» DATA TO EXAMINE
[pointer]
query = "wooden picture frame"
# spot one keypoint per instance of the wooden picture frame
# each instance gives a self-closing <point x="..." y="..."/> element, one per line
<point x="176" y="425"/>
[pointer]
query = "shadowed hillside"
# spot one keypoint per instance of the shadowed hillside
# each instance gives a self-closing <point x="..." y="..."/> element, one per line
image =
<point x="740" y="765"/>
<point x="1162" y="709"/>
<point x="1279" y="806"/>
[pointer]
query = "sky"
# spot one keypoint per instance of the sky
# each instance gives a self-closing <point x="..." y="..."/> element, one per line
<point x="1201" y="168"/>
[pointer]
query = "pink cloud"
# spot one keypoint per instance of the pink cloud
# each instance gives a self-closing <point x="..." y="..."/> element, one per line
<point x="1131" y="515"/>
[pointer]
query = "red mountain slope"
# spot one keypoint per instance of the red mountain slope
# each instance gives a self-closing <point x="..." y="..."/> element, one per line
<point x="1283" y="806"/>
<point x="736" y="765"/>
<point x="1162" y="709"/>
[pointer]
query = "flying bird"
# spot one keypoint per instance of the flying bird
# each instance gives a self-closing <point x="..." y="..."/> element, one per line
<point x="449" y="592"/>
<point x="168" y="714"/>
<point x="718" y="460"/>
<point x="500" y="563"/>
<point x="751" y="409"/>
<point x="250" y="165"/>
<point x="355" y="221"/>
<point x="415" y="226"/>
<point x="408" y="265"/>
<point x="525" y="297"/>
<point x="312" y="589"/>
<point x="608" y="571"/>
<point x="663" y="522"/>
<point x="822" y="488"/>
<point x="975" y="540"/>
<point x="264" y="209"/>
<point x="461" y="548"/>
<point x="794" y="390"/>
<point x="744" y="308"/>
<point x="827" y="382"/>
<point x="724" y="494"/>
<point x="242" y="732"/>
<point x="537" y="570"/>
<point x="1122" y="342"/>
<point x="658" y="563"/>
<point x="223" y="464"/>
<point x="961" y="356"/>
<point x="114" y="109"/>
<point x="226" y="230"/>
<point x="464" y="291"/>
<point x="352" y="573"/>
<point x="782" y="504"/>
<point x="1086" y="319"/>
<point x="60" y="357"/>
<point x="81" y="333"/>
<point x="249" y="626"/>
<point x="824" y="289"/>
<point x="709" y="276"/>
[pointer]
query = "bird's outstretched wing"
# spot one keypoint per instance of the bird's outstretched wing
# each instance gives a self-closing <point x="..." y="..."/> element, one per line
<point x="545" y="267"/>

» EXERCISE BRIEF
Your reply should repeat the entries above in full, with every character intact.

» ANSWER BELOW
[pointer]
query = "wooden picture frame"
# spot one keypoint per instance of the wooden picture frame
# each instance gives a self-closing <point x="..." y="..."/> element, one per line
<point x="176" y="425"/>
[pointer]
query = "shadowed hillside"
# spot one keypoint per instance of the shadowed hillside
# each instance gives a self-closing <point x="..." y="..."/> element, one per line
image =
<point x="740" y="765"/>
<point x="1162" y="709"/>
<point x="1279" y="806"/>
[pointer]
query = "sky"
# spot one keypoint per instance of the sky
# each instance gives a self-closing <point x="..." y="..."/> element, one per line
<point x="1201" y="168"/>
[pointer]
query = "pink cloud"
# spot one keypoint per instance of the pink cloud
# each instance gives a self-closing <point x="..." y="..."/> element, one per line
<point x="1131" y="515"/>
[pointer]
query = "red mountain slope"
# spot one keypoint per instance of the red mountain slope
# each instance gives a self-closing <point x="..." y="..."/> element, one per line
<point x="1283" y="806"/>
<point x="736" y="765"/>
<point x="1162" y="709"/>
[pointer]
query = "flying bird"
# spot one keypoint per instance of the flying bird
# each instance gives a self-closing <point x="..." y="..."/> element, one per line
<point x="449" y="592"/>
<point x="168" y="714"/>
<point x="718" y="460"/>
<point x="500" y="563"/>
<point x="751" y="409"/>
<point x="250" y="165"/>
<point x="355" y="221"/>
<point x="415" y="226"/>
<point x="408" y="265"/>
<point x="525" y="297"/>
<point x="312" y="589"/>
<point x="608" y="571"/>
<point x="663" y="522"/>
<point x="822" y="488"/>
<point x="975" y="540"/>
<point x="264" y="209"/>
<point x="461" y="548"/>
<point x="794" y="390"/>
<point x="744" y="308"/>
<point x="827" y="382"/>
<point x="724" y="494"/>
<point x="242" y="732"/>
<point x="537" y="570"/>
<point x="1122" y="342"/>
<point x="658" y="563"/>
<point x="223" y="464"/>
<point x="961" y="356"/>
<point x="114" y="109"/>
<point x="226" y="230"/>
<point x="464" y="291"/>
<point x="352" y="573"/>
<point x="782" y="504"/>
<point x="1086" y="319"/>
<point x="60" y="357"/>
<point x="81" y="333"/>
<point x="249" y="626"/>
<point x="824" y="289"/>
<point x="709" y="276"/>
[pointer]
query = "bird's outstretched wing"
# spot one keypoint per instance of the bird's outstretched wing
# each instance gives a self-closing <point x="..." y="..."/> element, one per line
<point x="545" y="267"/>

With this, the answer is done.